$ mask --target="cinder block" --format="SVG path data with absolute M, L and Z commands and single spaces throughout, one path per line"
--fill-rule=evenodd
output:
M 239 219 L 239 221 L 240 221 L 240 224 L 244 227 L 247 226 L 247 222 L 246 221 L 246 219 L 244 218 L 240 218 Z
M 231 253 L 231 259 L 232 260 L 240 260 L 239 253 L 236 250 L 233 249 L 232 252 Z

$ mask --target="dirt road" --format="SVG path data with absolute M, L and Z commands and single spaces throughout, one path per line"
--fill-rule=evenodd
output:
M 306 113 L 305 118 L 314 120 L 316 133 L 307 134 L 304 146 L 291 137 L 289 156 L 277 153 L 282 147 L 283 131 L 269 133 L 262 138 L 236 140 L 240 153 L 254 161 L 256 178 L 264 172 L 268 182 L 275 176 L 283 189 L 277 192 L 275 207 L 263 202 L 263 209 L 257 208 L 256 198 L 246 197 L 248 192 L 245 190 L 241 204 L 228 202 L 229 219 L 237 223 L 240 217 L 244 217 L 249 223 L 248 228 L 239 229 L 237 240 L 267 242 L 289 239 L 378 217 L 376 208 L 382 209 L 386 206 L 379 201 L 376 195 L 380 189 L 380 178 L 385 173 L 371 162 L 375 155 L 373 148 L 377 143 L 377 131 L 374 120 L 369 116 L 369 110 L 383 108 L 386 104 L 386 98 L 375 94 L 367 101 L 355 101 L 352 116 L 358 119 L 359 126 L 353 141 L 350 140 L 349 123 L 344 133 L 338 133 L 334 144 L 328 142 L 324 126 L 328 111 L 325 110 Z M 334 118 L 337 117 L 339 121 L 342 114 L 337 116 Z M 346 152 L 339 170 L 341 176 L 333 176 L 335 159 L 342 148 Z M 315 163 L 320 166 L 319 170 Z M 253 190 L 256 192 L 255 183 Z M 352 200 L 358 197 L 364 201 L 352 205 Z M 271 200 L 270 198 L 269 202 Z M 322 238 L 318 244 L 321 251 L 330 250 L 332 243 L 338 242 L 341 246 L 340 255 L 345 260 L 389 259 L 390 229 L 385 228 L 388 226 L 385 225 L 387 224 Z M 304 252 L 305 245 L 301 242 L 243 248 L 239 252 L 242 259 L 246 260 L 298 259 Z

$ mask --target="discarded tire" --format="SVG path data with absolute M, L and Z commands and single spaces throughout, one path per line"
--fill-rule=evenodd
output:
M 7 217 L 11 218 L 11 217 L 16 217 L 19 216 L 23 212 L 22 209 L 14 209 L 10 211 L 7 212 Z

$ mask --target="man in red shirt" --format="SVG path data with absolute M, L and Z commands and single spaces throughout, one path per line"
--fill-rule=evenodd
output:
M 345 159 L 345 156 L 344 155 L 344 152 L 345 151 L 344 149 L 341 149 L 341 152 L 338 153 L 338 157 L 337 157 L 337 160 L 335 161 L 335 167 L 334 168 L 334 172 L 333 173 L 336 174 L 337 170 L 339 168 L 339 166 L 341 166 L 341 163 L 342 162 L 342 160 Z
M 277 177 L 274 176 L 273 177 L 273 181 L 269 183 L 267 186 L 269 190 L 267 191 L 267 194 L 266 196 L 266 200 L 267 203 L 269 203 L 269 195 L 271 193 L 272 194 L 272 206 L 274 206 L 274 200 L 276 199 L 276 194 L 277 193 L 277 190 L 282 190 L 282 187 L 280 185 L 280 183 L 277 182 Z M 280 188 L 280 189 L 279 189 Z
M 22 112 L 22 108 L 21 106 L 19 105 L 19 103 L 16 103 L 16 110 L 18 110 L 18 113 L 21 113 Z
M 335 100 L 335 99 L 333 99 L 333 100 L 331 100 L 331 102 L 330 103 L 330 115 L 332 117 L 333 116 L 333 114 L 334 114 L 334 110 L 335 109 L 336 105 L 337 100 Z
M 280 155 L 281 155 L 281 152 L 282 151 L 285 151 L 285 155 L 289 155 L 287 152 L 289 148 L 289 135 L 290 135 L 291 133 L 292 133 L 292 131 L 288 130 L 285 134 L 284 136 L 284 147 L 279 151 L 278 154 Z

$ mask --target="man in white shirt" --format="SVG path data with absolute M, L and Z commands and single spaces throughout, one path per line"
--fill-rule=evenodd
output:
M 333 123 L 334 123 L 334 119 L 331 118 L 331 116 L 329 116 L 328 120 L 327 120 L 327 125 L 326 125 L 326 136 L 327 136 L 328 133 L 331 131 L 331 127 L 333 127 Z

___

▸ Aim of the exercise: Gather every line from the rows above that contains the string "mask", and copy each one as it appears.

▸ Written reply:
$ mask --target="cinder block" --format="SVG path data with absolute M, L and Z commands and single spaces throughout, one path per line"
$ mask --target="dirt road" --format="SVG path data with absolute M, L and Z commands and single spaces throughout, one path per line"
$ mask --target="discarded tire" --format="SVG path data with absolute M, L and Z commands and single spaces throughout, one path per line"
$ mask --target="man in red shirt" --format="SVG path data with absolute M, L and Z commands and single spaces throughout, one path per line"
$ mask --target="man in white shirt" --format="SVG path data with absolute M, L and Z commands and single spaces throughout, one path per line"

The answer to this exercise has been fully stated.